[Items taken from a data source]
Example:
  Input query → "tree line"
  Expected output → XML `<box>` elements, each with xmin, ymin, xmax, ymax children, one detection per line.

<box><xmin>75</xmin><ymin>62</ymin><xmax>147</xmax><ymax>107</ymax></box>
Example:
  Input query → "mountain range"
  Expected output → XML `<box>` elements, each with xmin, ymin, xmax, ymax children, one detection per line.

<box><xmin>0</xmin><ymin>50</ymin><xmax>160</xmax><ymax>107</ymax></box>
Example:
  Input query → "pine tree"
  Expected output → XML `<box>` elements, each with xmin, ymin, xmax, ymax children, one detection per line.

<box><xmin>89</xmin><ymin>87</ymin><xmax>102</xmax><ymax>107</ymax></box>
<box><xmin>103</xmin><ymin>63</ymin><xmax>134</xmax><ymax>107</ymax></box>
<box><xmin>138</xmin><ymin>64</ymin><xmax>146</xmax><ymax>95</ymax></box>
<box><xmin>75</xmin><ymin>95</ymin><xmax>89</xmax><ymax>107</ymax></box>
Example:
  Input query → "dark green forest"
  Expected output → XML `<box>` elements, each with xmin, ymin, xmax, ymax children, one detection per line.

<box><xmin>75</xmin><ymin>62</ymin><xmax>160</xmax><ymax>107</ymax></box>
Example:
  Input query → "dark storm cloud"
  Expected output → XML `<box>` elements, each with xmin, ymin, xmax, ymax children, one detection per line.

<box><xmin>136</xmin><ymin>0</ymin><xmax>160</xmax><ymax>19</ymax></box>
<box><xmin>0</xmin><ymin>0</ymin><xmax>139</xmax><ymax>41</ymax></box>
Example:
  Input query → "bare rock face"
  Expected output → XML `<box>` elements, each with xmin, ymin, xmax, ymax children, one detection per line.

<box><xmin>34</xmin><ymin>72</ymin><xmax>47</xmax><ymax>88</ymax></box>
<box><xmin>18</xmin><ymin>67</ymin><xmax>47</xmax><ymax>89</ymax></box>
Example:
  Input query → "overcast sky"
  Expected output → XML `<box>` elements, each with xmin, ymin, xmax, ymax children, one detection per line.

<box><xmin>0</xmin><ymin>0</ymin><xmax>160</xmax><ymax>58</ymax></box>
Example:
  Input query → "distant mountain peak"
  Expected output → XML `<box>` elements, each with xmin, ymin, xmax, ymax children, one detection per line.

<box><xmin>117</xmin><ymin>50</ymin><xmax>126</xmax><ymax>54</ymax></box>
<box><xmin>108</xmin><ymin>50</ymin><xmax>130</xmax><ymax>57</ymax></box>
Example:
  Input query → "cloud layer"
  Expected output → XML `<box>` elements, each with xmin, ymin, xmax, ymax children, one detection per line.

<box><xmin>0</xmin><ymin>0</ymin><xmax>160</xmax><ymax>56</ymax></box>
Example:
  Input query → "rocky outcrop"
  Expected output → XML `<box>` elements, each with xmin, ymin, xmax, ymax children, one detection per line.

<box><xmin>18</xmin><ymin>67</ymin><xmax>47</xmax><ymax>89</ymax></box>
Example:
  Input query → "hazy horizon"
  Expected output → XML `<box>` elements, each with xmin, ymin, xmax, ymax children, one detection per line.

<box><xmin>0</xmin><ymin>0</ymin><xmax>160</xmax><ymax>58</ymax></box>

STATED EXERCISE → Return each line of the listing above that contains the string "cloud", copied unchanged and in its original order.

THE RESPONSE →
  Input query → "dark storm cloud"
  Input query → "cloud layer"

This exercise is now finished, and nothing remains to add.